ASSIGNED TASK:
Keep the wording of the records intact as you retype them, and omit every image.

Stored records
____________
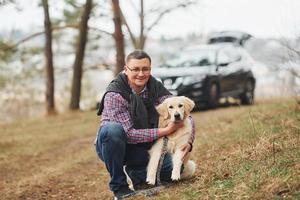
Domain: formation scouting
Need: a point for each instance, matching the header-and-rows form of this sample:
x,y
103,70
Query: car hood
x,y
182,71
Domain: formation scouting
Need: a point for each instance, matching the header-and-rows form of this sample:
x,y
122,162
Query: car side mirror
x,y
223,61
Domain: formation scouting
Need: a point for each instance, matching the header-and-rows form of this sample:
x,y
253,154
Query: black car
x,y
208,72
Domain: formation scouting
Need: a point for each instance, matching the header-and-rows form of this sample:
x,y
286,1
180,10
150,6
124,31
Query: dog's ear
x,y
188,106
163,110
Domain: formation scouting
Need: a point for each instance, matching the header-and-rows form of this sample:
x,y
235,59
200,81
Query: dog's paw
x,y
150,180
175,176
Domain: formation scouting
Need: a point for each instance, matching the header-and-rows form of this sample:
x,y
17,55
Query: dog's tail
x,y
189,169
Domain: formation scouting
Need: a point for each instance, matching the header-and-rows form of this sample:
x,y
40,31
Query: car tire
x,y
247,98
213,96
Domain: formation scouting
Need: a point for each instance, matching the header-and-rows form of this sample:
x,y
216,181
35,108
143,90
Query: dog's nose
x,y
177,116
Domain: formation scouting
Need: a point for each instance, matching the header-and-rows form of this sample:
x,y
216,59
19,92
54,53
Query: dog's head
x,y
175,108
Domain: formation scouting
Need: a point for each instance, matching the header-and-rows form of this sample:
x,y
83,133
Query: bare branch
x,y
55,28
132,37
168,10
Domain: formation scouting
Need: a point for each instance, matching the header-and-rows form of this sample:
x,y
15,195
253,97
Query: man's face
x,y
138,73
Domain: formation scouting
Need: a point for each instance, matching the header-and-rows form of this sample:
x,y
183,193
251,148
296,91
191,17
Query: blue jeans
x,y
113,150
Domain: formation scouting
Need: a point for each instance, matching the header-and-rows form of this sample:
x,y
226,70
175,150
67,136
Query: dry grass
x,y
241,152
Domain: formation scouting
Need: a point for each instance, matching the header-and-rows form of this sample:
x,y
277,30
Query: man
x,y
129,124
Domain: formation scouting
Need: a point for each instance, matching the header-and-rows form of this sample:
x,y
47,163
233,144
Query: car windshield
x,y
193,58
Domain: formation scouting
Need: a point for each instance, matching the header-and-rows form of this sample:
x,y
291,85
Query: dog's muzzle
x,y
177,116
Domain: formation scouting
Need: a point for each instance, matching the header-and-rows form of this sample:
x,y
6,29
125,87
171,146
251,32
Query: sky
x,y
261,18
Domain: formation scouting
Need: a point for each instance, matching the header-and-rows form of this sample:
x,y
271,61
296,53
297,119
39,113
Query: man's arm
x,y
116,109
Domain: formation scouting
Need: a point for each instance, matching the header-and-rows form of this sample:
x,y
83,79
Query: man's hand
x,y
186,150
171,128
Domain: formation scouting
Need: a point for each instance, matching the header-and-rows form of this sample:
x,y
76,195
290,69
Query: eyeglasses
x,y
136,70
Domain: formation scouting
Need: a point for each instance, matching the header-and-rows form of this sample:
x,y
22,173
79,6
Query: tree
x,y
157,13
50,100
118,36
77,67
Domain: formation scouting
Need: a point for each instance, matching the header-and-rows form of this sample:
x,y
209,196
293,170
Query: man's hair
x,y
137,54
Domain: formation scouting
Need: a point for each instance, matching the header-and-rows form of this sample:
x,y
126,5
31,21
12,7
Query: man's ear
x,y
163,110
188,106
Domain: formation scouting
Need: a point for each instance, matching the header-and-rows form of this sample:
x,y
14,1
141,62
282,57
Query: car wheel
x,y
213,96
247,97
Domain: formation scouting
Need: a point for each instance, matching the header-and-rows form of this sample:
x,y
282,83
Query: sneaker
x,y
123,193
142,186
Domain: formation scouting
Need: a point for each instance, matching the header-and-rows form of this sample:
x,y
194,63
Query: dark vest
x,y
142,111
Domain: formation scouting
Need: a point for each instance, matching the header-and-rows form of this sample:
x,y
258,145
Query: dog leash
x,y
161,159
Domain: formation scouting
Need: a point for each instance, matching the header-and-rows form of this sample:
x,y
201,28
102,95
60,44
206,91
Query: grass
x,y
248,152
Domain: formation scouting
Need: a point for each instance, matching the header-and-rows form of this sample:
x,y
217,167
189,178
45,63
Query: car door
x,y
224,71
230,70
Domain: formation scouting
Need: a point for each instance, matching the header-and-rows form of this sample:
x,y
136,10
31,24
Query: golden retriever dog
x,y
173,109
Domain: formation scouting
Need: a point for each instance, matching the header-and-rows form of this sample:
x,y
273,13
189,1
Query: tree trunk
x,y
118,36
79,57
50,100
142,36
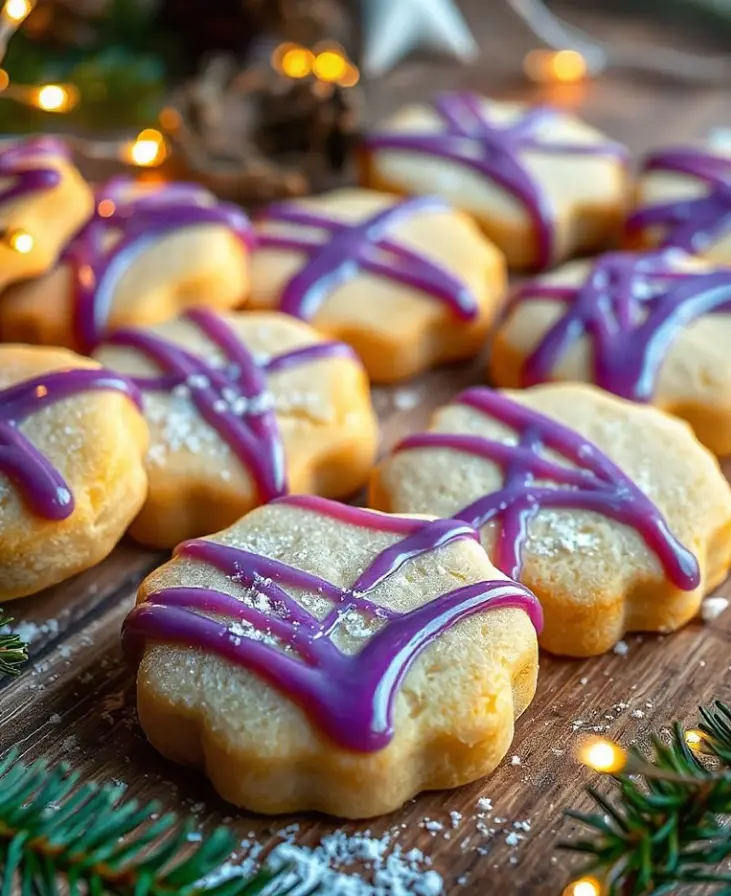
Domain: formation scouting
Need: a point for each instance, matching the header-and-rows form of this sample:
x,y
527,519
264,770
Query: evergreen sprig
x,y
669,824
52,829
13,651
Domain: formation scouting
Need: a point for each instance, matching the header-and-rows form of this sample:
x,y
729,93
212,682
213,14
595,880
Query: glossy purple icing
x,y
593,484
631,307
233,399
689,224
349,697
495,151
41,485
350,248
140,221
15,160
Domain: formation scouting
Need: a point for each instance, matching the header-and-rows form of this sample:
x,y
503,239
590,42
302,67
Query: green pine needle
x,y
54,830
669,822
13,651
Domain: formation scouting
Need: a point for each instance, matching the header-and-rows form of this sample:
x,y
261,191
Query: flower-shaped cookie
x,y
72,477
149,252
317,656
43,202
242,408
407,283
612,512
542,184
651,327
683,200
____________
EXERCISE OUTPUT:
Domain: formation scouting
Need: a point for each instance, matching the header-and-rows form of this sample:
x,y
103,70
Query: car hood
x,y
182,71
Domain: formation scouting
Need: a point for each instance, matching the header-and-rows form of this sample:
x,y
122,162
Query: car side mirror
x,y
223,61
Domain: formation scouting
Need: a point for each instance, matching the header-and-rows form of this sample:
x,y
253,154
Query: black car
x,y
208,72
Domain: formation scouting
Need: a point for each instance, matching the header-and-rows form of this sample:
x,y
286,1
180,10
150,6
124,31
Query: dog's ear
x,y
188,106
163,110
Domain: formation scouting
Need: a point for each instance, matching the header-and-rows form of this sample:
x,y
235,59
200,81
Query: dog's paw
x,y
150,180
175,176
Domain: formation scouting
Need: a point for each instance, matching the header-and-rows form of this sample:
x,y
17,55
Query: dog's tail
x,y
189,169
Domain: formation scouting
Need: a point for each instance, matching the header-and-rows form of this sample:
x,y
40,31
Query: car tire
x,y
247,98
213,96
Domain: formation scouting
Need: a point for each instance, matching the header-and-rows form of this sample:
x,y
216,181
35,108
143,90
Query: dog's nose
x,y
177,116
Domain: formation scouting
Need: a point for each instance, matching the header-and-rows form of this sample:
x,y
216,59
19,92
54,53
Query: dog's head
x,y
175,108
Domain: formation scouting
Need: a point for each instance, matching the header-and-rows form of this sample:
x,y
83,133
Query: bare branch
x,y
55,28
132,37
168,10
Domain: formation scouting
Need: a point for each instance, matching the header-and-rows form of this sample:
x,y
15,195
253,97
Query: man's face
x,y
138,73
Domain: formation scouting
Need: a point for each instance, matching the header-and-rows form of this sample:
x,y
183,193
251,148
296,91
191,17
Query: blue jeans
x,y
113,150
Domain: formation scouting
Need: a point for each instance, matching the header-and-rows form of this sample:
x,y
226,70
175,150
67,136
Query: dry grass
x,y
241,152
Domain: formation scouting
Need: a point for each instance, matching the header-and-rows form of this sample:
x,y
277,30
Query: man
x,y
129,124
Domain: formation scouting
Need: a point for each instance, matching the header-and-rows form of this sample:
x,y
47,163
233,144
Query: car windshield
x,y
193,58
Domain: formation scouting
Need: a point for each instance, matching the header-and-rows form of this sample:
x,y
291,85
Query: dog's muzzle
x,y
177,116
Domain: formation scouting
Need: a point for each instance, matching the header-and-rows form of this sample:
x,y
6,29
125,87
171,146
251,32
Query: sky
x,y
261,18
Domain: formation scouting
Need: a point for each instance, matching the header-and-rows form of this sample:
x,y
271,61
296,53
297,119
39,113
Query: man's arm
x,y
116,109
Domain: formation scouting
Need: a point for each instance, matching the header-and-rows form of this sample:
x,y
83,79
Query: man's hand
x,y
186,150
171,128
Domain: formation scouting
Need: a point for each instance, matching the header-and-rows form of this sample:
x,y
76,195
290,69
Query: eyeglasses
x,y
136,70
Domain: formation scouting
Need: a point for each instance, matching the header-and-rows form of this sample:
x,y
22,173
79,6
Query: tree
x,y
157,13
50,100
118,36
77,67
Domain: formation scouting
Need: a point for each instance, matching the header-and-rows form of this sample:
x,y
209,196
293,170
Query: man's hair
x,y
137,54
Domain: formation scouting
Need: a point for each instance, matching the header-and-rows form of this sample:
x,y
126,5
31,21
12,7
Query: man's ear
x,y
163,110
188,106
Domain: formation scouting
Need: a point for each instance, matching the header-and-rows form of this sample:
x,y
14,1
141,62
282,57
Query: car wheel
x,y
213,96
247,97
Domain: formation scouting
Need: a point for each instance, matching the header-and-rows form of this sample:
x,y
282,83
Query: sneaker
x,y
123,193
142,186
Domain: formation scouting
Need: a point for each instance, matching the header-and-rows form of this sample:
x,y
194,63
Query: dark vest
x,y
142,111
Domain: formation scouting
Need: a point for each instance, matching the header-and-rows form of this sample:
x,y
258,145
Query: dog leash
x,y
161,159
Domain: formation scouting
Need: a point for each instance, matching the header-and-rows form of this sample:
x,y
201,28
102,95
60,44
206,91
Query: grass
x,y
248,152
Domain: formation scouting
Need: a point for each instance, matching the header-and-rows form of this sample:
x,y
217,167
189,178
45,63
Query: car door
x,y
224,71
230,70
Domain: formation scouting
Need: a point for each instance, matching the header-and-rows form of this sample:
x,y
136,10
31,24
Query: golden retriever dog
x,y
173,109
Domain: formation scouting
Need: a point for each instance, matching the header-and-rows form of this sample:
x,y
273,13
189,1
Query: tree trunk
x,y
118,36
79,57
50,100
142,36
Domain: formation scouting
Need: a point for each instance, matching the header-and-rows form of this sample:
x,y
527,519
264,770
Query: evergreen sprig
x,y
669,824
52,829
13,651
Domain: formation scouting
Need: a point for each instance, matching the header-and-rows form of this sample:
x,y
729,93
212,682
213,14
595,880
Query: glossy purple icing
x,y
593,484
631,307
233,399
689,224
349,697
495,151
41,485
350,248
140,221
15,160
Domain: formation scouting
Need: a point for each instance, matching the header-and-rows form of this sample:
x,y
503,239
590,42
302,67
Query: green pine needle
x,y
54,830
669,822
13,651
Domain: formation scouting
Need: a point for each instance, matching the header-and-rows form of this sample:
x,y
261,191
Query: flower-shaped cookie
x,y
72,477
149,252
317,656
43,202
242,408
407,283
612,512
542,184
651,327
683,200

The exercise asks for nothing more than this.